→ WORK TO BE COMPLETED: Rescale the rows below. Copy every line, requests included, and multiply each coordinate in the answers by 0.2, rounding to the nearest whole number with halves rounded up.

→ GIVEN ENTRIES:
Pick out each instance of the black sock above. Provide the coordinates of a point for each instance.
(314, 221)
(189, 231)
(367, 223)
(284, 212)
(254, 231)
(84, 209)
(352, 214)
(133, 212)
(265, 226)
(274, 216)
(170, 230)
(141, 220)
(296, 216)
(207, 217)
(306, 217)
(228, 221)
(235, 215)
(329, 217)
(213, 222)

→ EXERCISE ANSWER:
Pick out each instance of the black sock above. Provide the coordinates of a point for each instance.
(63, 44)
(38, 46)
(73, 45)
(57, 42)
(51, 46)
(17, 42)
(70, 43)
(27, 42)
(53, 45)
(55, 43)
(34, 46)
(28, 44)
(59, 43)
(41, 43)
(61, 43)
(46, 44)
(47, 43)
(66, 43)
(43, 44)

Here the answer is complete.